INPUT:
Start of Block
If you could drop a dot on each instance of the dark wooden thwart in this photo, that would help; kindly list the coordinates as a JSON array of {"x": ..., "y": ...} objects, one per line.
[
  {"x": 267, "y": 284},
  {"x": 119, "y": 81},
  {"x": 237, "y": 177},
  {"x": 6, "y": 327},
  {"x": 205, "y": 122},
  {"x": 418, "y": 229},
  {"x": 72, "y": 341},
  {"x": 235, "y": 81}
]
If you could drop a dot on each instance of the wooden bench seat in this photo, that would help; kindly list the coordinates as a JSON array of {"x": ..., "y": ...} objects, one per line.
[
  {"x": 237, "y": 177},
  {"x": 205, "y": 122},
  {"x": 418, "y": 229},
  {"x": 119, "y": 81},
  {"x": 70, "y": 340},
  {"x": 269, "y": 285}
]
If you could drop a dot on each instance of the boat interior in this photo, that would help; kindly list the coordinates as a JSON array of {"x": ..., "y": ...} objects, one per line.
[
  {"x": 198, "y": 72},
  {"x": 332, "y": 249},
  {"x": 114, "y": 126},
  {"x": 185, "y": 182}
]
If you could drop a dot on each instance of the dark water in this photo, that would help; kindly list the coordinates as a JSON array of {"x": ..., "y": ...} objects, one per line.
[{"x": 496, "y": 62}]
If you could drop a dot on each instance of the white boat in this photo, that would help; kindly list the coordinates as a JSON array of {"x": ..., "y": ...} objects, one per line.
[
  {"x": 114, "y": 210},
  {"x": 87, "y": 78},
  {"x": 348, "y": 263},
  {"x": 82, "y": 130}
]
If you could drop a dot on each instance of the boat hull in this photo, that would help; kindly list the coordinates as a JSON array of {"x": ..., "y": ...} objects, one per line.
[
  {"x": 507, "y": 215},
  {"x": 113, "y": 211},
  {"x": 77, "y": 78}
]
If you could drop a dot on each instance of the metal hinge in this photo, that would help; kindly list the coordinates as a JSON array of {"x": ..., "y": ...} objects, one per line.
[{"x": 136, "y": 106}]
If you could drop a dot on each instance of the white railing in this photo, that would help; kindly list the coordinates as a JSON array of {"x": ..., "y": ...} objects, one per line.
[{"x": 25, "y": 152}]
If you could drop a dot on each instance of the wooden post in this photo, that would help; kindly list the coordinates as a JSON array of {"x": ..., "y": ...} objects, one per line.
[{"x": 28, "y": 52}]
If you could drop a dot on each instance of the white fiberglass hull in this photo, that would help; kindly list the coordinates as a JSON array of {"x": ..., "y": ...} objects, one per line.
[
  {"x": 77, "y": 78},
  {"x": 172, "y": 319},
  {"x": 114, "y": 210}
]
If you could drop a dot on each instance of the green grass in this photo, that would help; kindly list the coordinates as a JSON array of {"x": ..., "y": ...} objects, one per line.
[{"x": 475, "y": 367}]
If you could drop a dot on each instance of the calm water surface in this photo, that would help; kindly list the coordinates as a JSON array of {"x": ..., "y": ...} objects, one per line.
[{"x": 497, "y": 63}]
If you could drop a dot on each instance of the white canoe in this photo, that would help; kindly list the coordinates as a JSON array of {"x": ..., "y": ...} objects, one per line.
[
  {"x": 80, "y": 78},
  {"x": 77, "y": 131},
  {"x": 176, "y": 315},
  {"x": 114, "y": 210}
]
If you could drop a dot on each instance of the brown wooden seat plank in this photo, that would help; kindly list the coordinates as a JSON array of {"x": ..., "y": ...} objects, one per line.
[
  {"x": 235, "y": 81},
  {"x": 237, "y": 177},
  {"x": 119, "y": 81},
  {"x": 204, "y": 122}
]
End of Block
PROBLEM DESCRIPTION: Output the material again, line for line.

RESPONSE BELOW:
If you could drop a dot on each instance of the dark wooden thwart in this photo, that would help; kindly list the coordinates as a JSON array of {"x": ..., "y": ...} objects, one per line.
[
  {"x": 267, "y": 284},
  {"x": 119, "y": 81},
  {"x": 237, "y": 177},
  {"x": 6, "y": 327},
  {"x": 205, "y": 122},
  {"x": 418, "y": 229},
  {"x": 72, "y": 341},
  {"x": 235, "y": 81}
]
If you could drop a dot on each instance of the wooden bench seat in this photo, that would help; kindly list the coordinates as a JSON array of {"x": ..., "y": ...} objects, one per line.
[
  {"x": 237, "y": 177},
  {"x": 205, "y": 122},
  {"x": 418, "y": 229},
  {"x": 119, "y": 81},
  {"x": 70, "y": 340},
  {"x": 269, "y": 285}
]
If you could drop a dot on each instance of the boat interior in this photo, that would help; kindly list the coordinates as a JSON array of {"x": ..., "y": ...} objects, one per line.
[
  {"x": 198, "y": 72},
  {"x": 332, "y": 249},
  {"x": 114, "y": 126},
  {"x": 185, "y": 182}
]
If you could drop a dot on each instance of the dark water in this photo, that would help; kindly list the coordinates as a JSON array of {"x": ..., "y": ...} objects, one per line.
[{"x": 496, "y": 62}]
If you could drop a dot on each instance of the white boat in this photo, that would help; kindly list the coordinates as a JSON array of {"x": ..., "y": ...} objects, one per line.
[
  {"x": 114, "y": 210},
  {"x": 87, "y": 78},
  {"x": 348, "y": 263},
  {"x": 82, "y": 130}
]
If you could drop a dot on each instance of the boat hull in this photo, that would help; kindly list the coordinates as a JSON array of {"x": ..., "y": ...} objects, one per line.
[
  {"x": 507, "y": 215},
  {"x": 113, "y": 211},
  {"x": 77, "y": 78}
]
If you could drop a dot on each instance of the metal hinge in this photo, that would help; kindly list the coordinates as a JSON array of {"x": ..., "y": ...} objects, one per line.
[{"x": 136, "y": 106}]
If you could drop a dot on each instance of the white railing in this photo, that would help; kindly list the coordinates as a JSON array of {"x": ..., "y": ...} objects, one per line.
[{"x": 25, "y": 152}]
If you could drop a dot on each instance of the wooden post in this photo, that would help; kindly list the coordinates as a JSON array of {"x": ..., "y": ...} objects, one per line.
[{"x": 28, "y": 52}]
If you could drop a dot on each instance of the white fiberglass hull in this photo, that would help; kindly list the coordinates as a JSON array of {"x": ..., "y": ...} objects, one per line.
[
  {"x": 77, "y": 78},
  {"x": 172, "y": 319},
  {"x": 114, "y": 210}
]
If you could drop a dot on each instance of the green grass in this photo, that would help; kindly list the coordinates as a JSON array of {"x": ..., "y": ...} objects, one per line.
[{"x": 475, "y": 367}]
If you could drop a dot on each instance of the calm water surface in this photo, that would help; kindly list the coordinates as a JSON array of {"x": ..., "y": ...} objects, one per line.
[{"x": 497, "y": 63}]
If you could drop a dot on each instance of the white canoe in this photo, that would help; kindly list the coordinates as a JSON array of {"x": ..., "y": ...} objects, one per line.
[
  {"x": 80, "y": 78},
  {"x": 77, "y": 131},
  {"x": 176, "y": 315},
  {"x": 114, "y": 210}
]
If you could drop a dot on each instance of the brown wooden seat plank in this photo, that would help; kindly list the coordinates as a JSON array of {"x": ..., "y": ...} objects, one per line.
[
  {"x": 235, "y": 81},
  {"x": 237, "y": 177},
  {"x": 119, "y": 81},
  {"x": 204, "y": 122}
]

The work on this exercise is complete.